▶ Text excerpt:

Chris Shepard and Mayor Juan Carlos Navarro.

Juan Carlos Navarro joined the Democratic Revolutionary Party (Partido Revolucionario Democratico, PRD) in 1998 and was originally elected Mayor of Panama City for a five-year term (1999–2004) after winning his party's primaries (October 1998) and the general election in May 1999. He was reelected for a five-year term (2004–2009) in May 2004. He was the youngest citizen ever elected to the mayor's office. He was elected unanimously as the first president of the National Mayor's Association of Panama (2001) and reelected twice for the same position (2003, 2005). Navarro also served as co-president of the Unión de Ciudades Capitales de Iberoamericanas (UCCI) together with Mayor Alvarez del Manzano of Madrid, Spain (2002).

▶ Provided material:
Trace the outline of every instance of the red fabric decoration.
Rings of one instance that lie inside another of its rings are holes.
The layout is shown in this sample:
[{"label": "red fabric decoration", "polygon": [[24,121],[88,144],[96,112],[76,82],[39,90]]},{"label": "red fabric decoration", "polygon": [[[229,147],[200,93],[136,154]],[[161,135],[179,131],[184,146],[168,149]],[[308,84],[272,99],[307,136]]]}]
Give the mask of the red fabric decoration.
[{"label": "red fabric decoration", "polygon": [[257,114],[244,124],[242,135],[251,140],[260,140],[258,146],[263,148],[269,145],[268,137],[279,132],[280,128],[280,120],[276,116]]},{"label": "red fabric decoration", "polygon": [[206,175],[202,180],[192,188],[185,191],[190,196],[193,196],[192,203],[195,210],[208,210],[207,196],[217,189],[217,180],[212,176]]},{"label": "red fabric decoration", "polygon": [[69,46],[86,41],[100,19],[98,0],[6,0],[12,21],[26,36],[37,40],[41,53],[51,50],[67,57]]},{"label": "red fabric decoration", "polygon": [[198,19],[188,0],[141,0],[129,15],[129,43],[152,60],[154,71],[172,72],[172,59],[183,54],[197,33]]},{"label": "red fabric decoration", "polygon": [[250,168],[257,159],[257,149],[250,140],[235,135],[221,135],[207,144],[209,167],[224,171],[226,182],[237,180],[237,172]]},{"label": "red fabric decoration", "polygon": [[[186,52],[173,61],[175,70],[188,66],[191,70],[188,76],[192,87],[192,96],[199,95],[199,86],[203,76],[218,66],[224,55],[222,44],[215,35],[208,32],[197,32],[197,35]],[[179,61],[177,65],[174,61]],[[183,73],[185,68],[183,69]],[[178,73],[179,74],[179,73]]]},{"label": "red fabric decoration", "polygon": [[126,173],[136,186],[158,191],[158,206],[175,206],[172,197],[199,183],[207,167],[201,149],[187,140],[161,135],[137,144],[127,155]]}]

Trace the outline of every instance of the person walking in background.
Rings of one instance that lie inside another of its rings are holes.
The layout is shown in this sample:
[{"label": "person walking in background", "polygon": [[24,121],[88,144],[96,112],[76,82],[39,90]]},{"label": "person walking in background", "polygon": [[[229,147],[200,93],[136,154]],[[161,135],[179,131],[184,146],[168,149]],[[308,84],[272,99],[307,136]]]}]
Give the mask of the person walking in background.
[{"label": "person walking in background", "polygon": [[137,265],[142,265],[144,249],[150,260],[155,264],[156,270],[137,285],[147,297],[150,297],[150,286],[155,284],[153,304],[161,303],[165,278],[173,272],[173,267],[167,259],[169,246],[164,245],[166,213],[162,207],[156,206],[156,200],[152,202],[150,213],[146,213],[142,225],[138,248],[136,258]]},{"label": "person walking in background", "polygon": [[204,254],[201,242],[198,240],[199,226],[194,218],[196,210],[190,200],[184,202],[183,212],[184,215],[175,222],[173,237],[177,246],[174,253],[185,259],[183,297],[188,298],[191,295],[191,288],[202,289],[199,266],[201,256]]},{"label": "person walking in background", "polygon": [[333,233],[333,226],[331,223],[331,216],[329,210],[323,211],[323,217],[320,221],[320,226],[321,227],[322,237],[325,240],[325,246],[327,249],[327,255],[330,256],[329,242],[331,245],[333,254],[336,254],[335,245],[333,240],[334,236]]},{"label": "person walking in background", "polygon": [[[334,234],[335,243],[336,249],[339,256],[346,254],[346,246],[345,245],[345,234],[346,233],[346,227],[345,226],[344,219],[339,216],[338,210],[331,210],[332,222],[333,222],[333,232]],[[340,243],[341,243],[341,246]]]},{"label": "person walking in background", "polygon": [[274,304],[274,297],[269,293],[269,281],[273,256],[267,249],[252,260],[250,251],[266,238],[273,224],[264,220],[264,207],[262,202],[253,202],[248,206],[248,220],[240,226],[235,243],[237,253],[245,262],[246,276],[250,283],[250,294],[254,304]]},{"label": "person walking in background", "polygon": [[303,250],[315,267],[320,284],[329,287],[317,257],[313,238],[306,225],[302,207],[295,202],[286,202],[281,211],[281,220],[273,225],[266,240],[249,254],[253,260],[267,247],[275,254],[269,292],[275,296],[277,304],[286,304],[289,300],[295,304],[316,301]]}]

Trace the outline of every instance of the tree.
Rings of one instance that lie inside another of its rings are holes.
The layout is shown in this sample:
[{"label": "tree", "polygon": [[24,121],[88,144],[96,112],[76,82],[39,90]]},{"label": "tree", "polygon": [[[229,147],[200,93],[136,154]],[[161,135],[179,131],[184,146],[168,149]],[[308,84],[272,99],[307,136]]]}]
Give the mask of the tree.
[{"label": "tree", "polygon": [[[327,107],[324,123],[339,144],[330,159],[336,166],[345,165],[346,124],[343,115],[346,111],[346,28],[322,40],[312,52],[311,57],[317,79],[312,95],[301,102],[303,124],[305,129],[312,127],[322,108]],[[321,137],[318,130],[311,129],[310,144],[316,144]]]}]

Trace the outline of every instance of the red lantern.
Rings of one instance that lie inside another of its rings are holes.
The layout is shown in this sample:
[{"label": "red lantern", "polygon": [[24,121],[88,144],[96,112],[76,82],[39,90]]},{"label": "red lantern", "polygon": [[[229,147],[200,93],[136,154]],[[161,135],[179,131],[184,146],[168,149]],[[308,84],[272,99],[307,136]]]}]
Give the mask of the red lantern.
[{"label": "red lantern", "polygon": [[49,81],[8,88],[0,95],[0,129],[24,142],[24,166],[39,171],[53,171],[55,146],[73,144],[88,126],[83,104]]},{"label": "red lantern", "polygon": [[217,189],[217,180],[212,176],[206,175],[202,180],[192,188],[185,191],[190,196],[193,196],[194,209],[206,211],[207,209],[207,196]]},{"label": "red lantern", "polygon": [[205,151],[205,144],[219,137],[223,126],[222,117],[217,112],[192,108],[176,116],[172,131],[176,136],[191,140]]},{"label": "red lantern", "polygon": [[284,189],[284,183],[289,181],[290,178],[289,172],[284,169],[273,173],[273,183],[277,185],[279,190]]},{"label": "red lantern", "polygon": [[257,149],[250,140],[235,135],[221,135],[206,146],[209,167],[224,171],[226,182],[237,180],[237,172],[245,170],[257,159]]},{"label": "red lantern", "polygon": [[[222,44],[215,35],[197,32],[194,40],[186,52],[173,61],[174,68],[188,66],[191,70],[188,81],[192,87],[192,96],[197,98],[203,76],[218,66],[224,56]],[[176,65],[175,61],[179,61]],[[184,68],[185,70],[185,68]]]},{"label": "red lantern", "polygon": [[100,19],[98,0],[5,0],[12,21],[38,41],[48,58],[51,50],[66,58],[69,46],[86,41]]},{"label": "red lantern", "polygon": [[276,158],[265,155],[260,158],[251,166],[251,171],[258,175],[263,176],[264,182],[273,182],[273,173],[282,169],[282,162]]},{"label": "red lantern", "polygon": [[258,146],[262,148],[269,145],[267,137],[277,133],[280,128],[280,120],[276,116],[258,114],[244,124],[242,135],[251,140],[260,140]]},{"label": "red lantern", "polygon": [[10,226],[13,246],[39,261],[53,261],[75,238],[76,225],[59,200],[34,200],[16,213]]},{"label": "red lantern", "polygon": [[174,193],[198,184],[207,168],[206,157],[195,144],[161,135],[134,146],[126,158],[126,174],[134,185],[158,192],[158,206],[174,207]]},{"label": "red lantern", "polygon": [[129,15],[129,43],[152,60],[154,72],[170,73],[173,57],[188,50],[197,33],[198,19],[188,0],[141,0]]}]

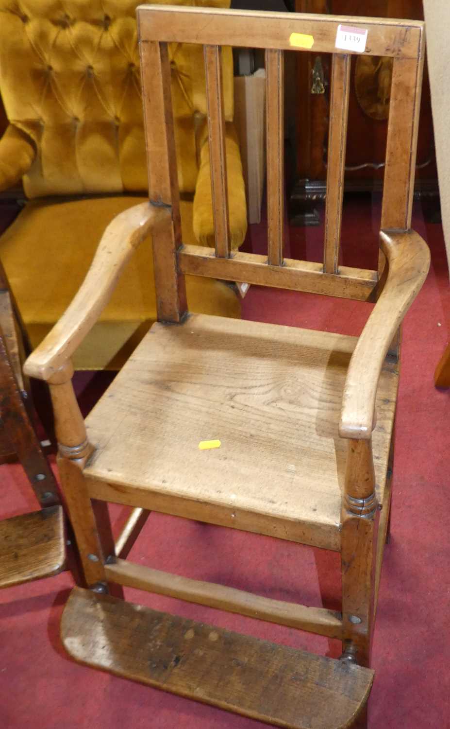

▶ What this exercise asks:
a) Return the part of the Juan Carlos Navarro text starting with "Chris Shepard and" and going on through "Madrid, Spain (2002).", word for word.
b) Write the next part of the text about Juan Carlos Navarro, picking up after its last sentence.

▶ Per-task answers:
a)
Chris Shepard and Mayor Juan Carlos Navarro.

Juan Carlos Navarro joined the Democratic Revolutionary Party (Partido Revolucionario Democratico, PRD) in 1998 and was originally elected Mayor of Panama City for a five-year term (1999–2004) after winning his party's primaries (October 1998) and the general election in May 1999. He was reelected for a five-year term (2004–2009) in May 2004. He was the youngest citizen ever elected to the mayor's office. He was elected unanimously as the first president of the National Mayor's Association of Panama (2001) and reelected twice for the same position (2003, 2005). Navarro also served as co-president of the Unión de Ciudades Capitales de Iberoamericanas (UCCI) together with Mayor Alvarez del Manzano of Madrid, Spain (2002).

b)
He quickly established himself as a national party leader and in August 2002 was elected to the nine-member National Executive Committee, the PRD's top governing organism. In 2008 he was re-elected into the National Executive Committee as the most voted member. In September 2008, he participated in his party's primaries for president against the then housing minister, Balbina Herrera. He was defeated by 4%, thus losing an election for the first time in his political career. Even though he had lost the primaries, he had almost half the party supporting his candidacy and this led Balbina Herrera to nominate him as vice-presidential candidate in the PRD ticket for the 2009 presidential election. In that election the PRD and Balbina Herrera lost to Ricardo Martinelli and Juan Carlos Varela by a wide margin. This led Juan Carlos Navarro to call for all the National Executive Committee members to resign based on the poor election results. In October 2009, Juan Carlos Navarro resigned his post as First Under Secretary in the National Executive Committee and shortly thereafter all other members resigned, including Balbina Herrera and then Secretary-General Martin Torrijos.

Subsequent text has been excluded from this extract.